TEXTO FORNECIDO:
────────────────────
As eleições do passado domingo não trouxeram qualquer resultado que não fosse o já esperado (exceção feita ao PAN), tendo por leitura uma primeira projeção das legislativas de outubro e ainda um sério aviso a alguns autarcas.
O que verdadeiramente me espanta é a forma como algumas organizações se envolvem nas campanhas eleitorais e, para dar um pequeno exemplo, basta referir a postura de determinada igreja.
Com os timings considerados oportunos somos confrontados com declarações estapafúrdias, que em nada contribuem para o cabal esclarecimento nem tão pouco encaixam no normal funcionamento do regime que vivemos. Em fevereiro de 2018, numa “notável” intervenção do líder da Igreja católica em Portugal, designado cardeal, ficámos a saber que os divorciados de um primeiro casamento devem abster-se de terem relações sexuais, para logo de seguida chegarem as retificações ao patético discurso de quem meteu o pé na argola, dizendo que, afinal, não era bem aquilo que queria dizer. Mas disse.
Agora, num apelo sem precedentes, resolveram apelar ao voto em três partidos (Basta, Nós Cidadãos e CDS/PP) com o argumento da defesa dos «grandes valores da vida» vindo logo de seguida dizer que se tratou de «uma imprudência». Mas fizeram-no.
────────────────────
MATERIAL FORNECIDO:

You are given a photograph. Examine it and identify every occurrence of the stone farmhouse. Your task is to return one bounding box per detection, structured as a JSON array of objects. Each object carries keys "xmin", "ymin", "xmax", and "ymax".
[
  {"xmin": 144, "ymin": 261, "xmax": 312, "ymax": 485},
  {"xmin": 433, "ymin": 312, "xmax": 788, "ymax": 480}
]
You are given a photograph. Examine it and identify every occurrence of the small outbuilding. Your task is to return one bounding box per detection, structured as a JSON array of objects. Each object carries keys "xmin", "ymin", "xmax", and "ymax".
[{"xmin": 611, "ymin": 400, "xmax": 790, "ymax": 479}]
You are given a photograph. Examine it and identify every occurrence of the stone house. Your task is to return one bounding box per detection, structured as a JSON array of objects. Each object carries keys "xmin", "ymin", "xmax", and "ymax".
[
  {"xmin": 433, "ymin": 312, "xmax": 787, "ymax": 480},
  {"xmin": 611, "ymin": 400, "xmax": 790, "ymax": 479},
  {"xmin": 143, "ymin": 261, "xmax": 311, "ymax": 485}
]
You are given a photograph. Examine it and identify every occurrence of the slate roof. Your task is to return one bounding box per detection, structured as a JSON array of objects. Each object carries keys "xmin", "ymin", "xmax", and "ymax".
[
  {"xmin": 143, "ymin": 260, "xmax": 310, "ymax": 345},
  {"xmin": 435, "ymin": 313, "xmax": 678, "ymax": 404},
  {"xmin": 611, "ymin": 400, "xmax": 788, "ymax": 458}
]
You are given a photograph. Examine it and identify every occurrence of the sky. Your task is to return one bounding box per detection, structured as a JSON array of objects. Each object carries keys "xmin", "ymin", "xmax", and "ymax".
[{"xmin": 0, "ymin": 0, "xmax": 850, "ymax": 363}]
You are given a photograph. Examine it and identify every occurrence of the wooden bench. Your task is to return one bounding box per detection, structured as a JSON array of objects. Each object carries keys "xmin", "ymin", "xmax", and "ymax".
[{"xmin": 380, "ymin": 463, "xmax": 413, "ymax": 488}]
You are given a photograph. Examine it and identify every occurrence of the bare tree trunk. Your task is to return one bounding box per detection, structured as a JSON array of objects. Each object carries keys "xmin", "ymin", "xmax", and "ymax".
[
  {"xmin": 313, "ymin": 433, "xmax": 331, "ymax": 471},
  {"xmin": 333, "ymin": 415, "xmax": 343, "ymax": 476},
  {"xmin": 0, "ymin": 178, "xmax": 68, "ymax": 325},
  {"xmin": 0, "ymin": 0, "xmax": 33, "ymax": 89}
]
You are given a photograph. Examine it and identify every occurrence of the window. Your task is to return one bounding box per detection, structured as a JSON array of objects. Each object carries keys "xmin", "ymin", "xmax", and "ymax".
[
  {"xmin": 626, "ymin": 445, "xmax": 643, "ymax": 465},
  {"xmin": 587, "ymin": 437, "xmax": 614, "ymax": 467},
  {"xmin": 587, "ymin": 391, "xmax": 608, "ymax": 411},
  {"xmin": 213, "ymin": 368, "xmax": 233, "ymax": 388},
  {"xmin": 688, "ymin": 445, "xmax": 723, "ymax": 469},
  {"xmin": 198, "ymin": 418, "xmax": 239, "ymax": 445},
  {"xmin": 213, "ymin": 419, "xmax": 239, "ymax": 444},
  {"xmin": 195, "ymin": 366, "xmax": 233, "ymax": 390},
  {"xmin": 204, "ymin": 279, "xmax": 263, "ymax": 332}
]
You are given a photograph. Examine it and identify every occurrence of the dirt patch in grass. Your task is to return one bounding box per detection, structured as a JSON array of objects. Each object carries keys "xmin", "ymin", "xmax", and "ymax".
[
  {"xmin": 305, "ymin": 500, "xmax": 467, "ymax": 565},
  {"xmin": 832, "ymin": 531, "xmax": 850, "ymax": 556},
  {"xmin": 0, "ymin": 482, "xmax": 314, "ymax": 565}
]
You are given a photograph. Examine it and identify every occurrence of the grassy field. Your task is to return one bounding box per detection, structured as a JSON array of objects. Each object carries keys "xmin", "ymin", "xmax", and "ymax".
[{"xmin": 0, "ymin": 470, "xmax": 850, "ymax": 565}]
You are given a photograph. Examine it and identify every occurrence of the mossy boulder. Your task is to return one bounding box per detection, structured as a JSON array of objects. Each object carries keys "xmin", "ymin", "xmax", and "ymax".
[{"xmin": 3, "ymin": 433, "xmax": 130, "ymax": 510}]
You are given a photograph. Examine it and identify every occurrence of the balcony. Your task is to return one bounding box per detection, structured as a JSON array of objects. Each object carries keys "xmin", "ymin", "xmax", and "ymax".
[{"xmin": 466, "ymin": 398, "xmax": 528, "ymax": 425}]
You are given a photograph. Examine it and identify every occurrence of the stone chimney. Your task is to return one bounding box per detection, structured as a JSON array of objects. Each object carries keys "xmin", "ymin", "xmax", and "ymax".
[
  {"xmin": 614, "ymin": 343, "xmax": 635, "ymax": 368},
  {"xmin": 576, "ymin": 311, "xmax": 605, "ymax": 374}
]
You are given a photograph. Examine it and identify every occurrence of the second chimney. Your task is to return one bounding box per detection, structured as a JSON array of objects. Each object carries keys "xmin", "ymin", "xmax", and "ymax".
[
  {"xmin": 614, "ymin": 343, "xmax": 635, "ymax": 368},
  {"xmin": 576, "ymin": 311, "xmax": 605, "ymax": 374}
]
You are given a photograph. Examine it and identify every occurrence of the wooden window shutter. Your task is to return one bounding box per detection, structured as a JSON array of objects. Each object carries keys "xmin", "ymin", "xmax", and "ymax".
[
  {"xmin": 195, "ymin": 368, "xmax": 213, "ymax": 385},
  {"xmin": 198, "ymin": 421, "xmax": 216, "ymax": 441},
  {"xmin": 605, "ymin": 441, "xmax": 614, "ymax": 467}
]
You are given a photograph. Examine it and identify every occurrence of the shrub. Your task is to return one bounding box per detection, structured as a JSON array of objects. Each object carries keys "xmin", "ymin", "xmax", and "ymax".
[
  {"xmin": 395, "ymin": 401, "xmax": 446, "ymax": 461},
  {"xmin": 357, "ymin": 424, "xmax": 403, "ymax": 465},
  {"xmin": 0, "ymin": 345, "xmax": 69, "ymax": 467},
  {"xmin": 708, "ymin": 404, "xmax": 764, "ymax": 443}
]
────────────────────
DESCRIÇÃO DO EXERCÍCIO:
Reproduza fielmente o trecho do texto sobre as eleições que vai de "As eleições do" a "de determinada igreja.", com ambos incluídos.

RESULTADO DA TAREFA:
As eleições do passado domingo não trouxeram qualquer resultado que não fosse o já esperado (exceção feita ao PAN), tendo por leitura uma primeira projeção das legislativas de outubro e ainda um sério aviso a alguns autarcas.
O que verdadeiramente me espanta é a forma como algumas organizações se envolvem nas campanhas eleitorais e, para dar um pequeno exemplo, basta referir a postura de determinada igreja.